__Written request__
Count the lines in the records that contain the string "road". Reply with only that number.

─── Entries provided

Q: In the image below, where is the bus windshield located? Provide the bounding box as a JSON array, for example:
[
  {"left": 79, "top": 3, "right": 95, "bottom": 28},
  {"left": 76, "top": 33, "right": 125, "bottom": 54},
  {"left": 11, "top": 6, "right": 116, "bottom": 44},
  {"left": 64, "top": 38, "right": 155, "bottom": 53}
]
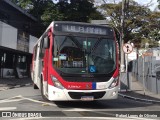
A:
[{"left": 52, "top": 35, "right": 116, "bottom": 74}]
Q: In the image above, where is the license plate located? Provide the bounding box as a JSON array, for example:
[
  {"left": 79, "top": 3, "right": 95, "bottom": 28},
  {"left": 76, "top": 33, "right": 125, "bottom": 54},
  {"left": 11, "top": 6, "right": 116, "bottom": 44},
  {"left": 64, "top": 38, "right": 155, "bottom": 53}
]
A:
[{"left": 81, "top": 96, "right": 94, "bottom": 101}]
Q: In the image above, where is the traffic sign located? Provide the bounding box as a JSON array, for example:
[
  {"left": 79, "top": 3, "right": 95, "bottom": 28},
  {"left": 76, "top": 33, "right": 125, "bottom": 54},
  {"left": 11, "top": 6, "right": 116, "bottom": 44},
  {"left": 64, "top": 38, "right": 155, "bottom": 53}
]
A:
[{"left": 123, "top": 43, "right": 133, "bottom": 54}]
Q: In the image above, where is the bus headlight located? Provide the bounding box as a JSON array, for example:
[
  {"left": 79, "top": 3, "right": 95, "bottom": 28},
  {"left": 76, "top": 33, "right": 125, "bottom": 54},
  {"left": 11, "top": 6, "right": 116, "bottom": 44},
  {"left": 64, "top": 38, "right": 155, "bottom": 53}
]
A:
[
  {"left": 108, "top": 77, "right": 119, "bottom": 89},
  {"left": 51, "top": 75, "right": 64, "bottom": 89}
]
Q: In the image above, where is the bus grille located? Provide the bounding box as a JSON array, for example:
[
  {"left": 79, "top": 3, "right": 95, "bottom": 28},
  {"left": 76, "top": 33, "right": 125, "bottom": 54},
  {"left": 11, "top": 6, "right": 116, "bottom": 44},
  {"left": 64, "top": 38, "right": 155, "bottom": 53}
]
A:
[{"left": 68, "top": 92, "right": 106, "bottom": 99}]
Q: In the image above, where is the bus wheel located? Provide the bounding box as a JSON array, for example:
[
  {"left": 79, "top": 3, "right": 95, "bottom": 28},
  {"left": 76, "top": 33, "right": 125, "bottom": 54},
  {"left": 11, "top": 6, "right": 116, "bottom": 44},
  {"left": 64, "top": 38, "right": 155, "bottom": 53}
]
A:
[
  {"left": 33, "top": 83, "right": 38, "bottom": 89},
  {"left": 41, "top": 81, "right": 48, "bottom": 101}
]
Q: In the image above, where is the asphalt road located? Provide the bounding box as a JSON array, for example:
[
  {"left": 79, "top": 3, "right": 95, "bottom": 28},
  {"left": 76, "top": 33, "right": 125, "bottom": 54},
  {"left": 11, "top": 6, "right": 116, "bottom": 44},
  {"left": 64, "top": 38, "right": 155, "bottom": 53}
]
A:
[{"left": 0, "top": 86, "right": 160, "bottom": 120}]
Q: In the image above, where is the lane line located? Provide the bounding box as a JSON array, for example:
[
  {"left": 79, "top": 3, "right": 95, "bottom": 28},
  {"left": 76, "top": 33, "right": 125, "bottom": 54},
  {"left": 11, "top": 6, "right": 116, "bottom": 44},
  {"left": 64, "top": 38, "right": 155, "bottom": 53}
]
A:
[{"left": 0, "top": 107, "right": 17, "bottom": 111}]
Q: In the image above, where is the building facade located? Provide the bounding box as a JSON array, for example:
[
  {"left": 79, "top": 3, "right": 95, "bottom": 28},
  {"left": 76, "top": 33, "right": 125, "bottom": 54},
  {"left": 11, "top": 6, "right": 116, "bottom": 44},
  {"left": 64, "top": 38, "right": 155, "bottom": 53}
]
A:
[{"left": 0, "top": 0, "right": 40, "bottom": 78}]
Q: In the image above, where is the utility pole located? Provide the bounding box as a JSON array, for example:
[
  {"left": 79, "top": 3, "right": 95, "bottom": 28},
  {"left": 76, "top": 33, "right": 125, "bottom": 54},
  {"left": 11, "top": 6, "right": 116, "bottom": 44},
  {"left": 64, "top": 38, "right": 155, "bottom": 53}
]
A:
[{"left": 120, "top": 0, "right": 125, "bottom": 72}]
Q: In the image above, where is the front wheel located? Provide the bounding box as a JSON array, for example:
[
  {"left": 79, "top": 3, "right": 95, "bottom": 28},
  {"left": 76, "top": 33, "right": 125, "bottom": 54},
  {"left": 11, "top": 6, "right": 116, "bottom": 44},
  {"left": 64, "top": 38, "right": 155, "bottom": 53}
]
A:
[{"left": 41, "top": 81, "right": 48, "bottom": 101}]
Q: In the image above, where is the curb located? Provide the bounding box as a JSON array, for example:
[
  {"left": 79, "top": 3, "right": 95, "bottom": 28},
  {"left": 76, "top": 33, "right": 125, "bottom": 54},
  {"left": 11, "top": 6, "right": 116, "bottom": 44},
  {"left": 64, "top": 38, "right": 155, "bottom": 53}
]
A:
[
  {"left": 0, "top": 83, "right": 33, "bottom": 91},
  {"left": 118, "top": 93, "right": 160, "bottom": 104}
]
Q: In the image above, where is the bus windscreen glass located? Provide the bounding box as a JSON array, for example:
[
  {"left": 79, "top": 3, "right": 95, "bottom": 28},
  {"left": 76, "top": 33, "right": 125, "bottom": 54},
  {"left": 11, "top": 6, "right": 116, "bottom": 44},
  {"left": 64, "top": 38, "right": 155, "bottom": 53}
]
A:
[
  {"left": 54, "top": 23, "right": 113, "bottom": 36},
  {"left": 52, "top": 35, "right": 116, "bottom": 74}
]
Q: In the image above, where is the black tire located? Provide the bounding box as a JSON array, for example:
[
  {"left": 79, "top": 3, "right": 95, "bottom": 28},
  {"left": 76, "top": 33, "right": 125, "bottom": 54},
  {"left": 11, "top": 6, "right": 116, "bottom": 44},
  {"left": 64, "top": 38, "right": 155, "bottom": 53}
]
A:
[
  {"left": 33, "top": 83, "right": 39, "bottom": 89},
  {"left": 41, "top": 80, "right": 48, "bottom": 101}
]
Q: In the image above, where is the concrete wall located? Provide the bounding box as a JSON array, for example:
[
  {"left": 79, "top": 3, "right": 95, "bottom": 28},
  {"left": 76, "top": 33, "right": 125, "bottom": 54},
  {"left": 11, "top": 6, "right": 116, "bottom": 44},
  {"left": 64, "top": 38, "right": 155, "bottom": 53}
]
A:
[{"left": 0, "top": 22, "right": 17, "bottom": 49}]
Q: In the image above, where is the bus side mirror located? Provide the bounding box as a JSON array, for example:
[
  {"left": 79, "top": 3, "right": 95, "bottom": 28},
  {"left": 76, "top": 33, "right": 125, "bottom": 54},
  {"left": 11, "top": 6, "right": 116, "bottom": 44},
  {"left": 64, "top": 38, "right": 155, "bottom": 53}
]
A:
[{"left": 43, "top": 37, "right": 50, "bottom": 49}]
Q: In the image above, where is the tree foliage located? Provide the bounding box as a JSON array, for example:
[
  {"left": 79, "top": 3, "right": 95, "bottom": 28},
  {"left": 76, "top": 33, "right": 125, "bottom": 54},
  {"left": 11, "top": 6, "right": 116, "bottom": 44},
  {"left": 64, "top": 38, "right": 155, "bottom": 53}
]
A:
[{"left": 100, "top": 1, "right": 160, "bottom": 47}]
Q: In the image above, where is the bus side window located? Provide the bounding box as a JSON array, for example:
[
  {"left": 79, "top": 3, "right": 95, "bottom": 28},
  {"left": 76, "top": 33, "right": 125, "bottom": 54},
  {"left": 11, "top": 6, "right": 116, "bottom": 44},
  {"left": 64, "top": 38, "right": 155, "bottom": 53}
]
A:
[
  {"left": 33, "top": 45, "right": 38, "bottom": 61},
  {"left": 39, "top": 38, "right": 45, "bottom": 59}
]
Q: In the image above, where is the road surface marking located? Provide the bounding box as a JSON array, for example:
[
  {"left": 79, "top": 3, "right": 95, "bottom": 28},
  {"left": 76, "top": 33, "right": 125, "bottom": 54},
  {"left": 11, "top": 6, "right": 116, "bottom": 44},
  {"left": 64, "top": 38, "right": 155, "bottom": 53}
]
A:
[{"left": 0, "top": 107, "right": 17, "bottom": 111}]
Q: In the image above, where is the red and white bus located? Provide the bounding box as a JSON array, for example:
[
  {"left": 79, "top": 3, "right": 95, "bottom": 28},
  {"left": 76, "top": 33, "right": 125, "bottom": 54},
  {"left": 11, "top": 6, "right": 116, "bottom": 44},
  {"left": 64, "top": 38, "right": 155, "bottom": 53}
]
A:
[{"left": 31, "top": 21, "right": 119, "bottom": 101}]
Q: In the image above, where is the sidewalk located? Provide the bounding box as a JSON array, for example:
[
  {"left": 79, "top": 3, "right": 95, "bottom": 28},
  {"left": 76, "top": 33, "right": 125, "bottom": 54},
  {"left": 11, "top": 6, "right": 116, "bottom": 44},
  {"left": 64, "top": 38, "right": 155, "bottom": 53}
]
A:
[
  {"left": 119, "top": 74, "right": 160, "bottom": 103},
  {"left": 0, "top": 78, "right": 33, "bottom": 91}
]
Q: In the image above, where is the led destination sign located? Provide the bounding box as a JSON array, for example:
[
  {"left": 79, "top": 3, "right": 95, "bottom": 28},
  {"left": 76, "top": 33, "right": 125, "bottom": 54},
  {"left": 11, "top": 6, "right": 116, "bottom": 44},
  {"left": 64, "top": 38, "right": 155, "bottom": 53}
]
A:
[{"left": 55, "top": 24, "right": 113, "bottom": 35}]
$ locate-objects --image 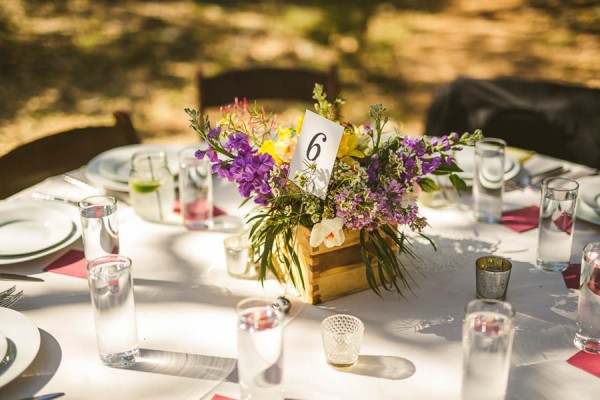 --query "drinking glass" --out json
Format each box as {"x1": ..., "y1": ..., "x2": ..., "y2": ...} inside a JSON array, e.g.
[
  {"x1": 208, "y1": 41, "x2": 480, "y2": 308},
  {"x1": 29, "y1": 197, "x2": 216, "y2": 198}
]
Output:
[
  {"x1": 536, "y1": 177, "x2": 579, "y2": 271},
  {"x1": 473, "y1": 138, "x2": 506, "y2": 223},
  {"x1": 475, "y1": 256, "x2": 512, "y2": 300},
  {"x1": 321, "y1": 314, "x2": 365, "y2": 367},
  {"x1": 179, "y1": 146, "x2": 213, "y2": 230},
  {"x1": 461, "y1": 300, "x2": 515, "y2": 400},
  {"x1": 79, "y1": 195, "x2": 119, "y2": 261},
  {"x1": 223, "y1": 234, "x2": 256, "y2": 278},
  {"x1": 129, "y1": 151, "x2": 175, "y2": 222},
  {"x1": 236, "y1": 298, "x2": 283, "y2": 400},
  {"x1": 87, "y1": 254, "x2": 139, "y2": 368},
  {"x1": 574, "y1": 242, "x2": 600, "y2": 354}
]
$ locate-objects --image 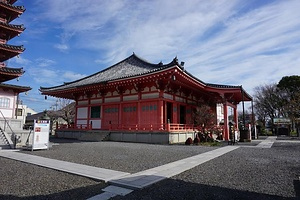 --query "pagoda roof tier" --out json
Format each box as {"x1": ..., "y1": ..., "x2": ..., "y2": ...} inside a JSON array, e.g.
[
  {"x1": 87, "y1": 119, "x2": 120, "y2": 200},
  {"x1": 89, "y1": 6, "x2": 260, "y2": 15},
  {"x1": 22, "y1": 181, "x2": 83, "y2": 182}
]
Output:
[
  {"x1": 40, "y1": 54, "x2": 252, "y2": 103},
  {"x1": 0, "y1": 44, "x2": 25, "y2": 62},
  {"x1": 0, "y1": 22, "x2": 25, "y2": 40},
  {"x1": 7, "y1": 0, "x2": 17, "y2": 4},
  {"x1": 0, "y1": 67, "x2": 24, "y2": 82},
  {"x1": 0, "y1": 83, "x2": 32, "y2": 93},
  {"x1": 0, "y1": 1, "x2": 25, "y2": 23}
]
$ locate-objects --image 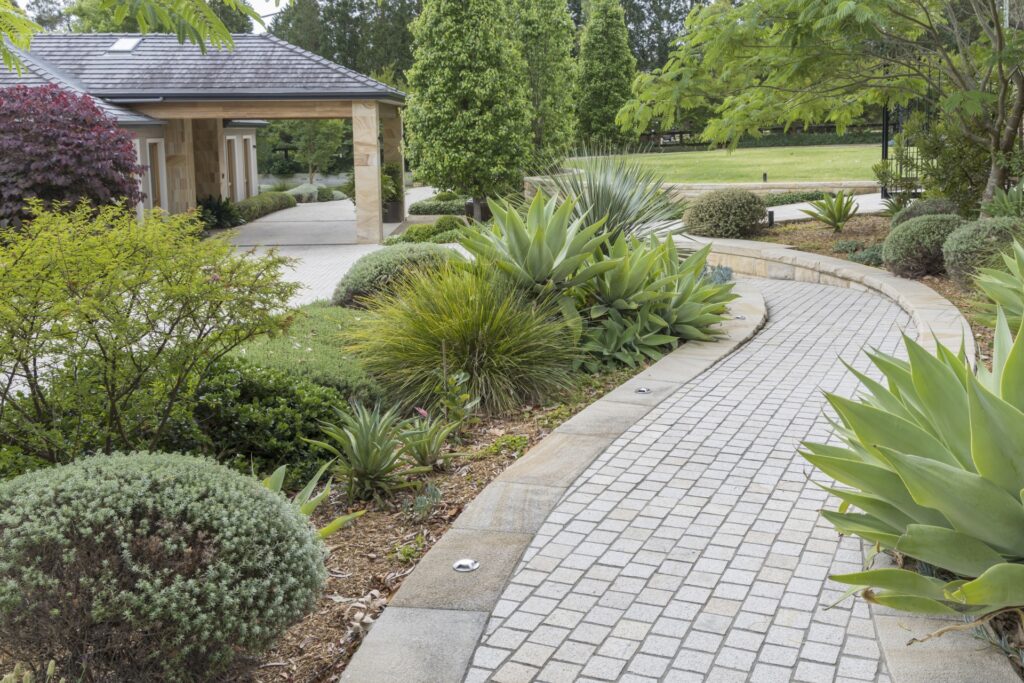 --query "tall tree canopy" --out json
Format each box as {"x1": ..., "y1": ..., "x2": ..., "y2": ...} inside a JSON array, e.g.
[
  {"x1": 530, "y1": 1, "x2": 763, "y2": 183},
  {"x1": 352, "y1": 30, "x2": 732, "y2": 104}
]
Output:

──────

__Answer to this exercise__
2